Keeping every line intact, repeat the data word for word.

→ **Task inputs**
+ + + + + + +

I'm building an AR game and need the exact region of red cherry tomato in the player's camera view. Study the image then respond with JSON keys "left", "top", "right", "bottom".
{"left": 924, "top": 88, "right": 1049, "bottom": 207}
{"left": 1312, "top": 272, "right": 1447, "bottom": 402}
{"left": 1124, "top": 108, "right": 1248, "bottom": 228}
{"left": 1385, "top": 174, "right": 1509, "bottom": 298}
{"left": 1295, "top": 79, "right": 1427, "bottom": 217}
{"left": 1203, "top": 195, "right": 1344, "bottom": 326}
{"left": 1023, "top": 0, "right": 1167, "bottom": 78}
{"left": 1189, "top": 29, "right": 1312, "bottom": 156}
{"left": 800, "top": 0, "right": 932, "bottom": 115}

+ + + + + + +

→ **Worked solution**
I'm building an AR game and need the exact region of red cherry tomato in the player's camera view. Study the image then respond with JSON keys "left", "top", "right", "bottom".
{"left": 924, "top": 88, "right": 1049, "bottom": 207}
{"left": 1312, "top": 272, "right": 1447, "bottom": 402}
{"left": 1124, "top": 108, "right": 1248, "bottom": 228}
{"left": 1385, "top": 174, "right": 1509, "bottom": 298}
{"left": 1295, "top": 79, "right": 1427, "bottom": 217}
{"left": 1203, "top": 195, "right": 1344, "bottom": 326}
{"left": 1023, "top": 0, "right": 1167, "bottom": 78}
{"left": 1189, "top": 29, "right": 1312, "bottom": 156}
{"left": 800, "top": 0, "right": 932, "bottom": 115}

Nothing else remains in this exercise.